- [Brief]
An exact transcription of all the records below is required, without any images.

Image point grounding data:
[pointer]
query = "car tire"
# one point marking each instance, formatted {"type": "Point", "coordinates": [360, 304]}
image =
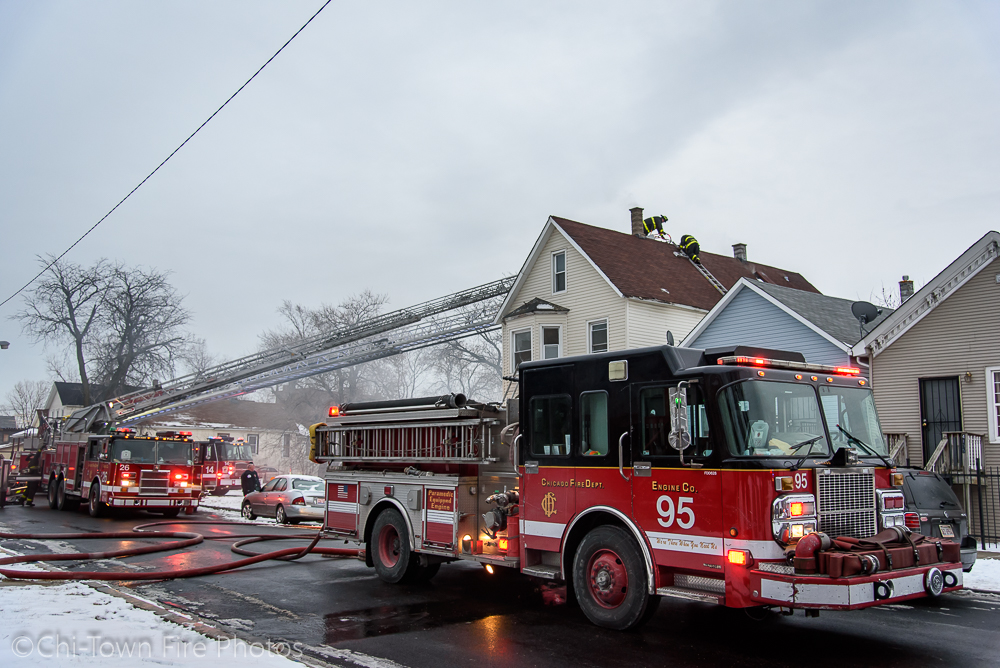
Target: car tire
{"type": "Point", "coordinates": [610, 580]}
{"type": "Point", "coordinates": [94, 506]}
{"type": "Point", "coordinates": [389, 546]}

- [Output below]
[pointer]
query = "car tire"
# one point marking each instance, formatted {"type": "Point", "coordinates": [360, 304]}
image =
Target: car tire
{"type": "Point", "coordinates": [610, 580]}
{"type": "Point", "coordinates": [94, 506]}
{"type": "Point", "coordinates": [389, 546]}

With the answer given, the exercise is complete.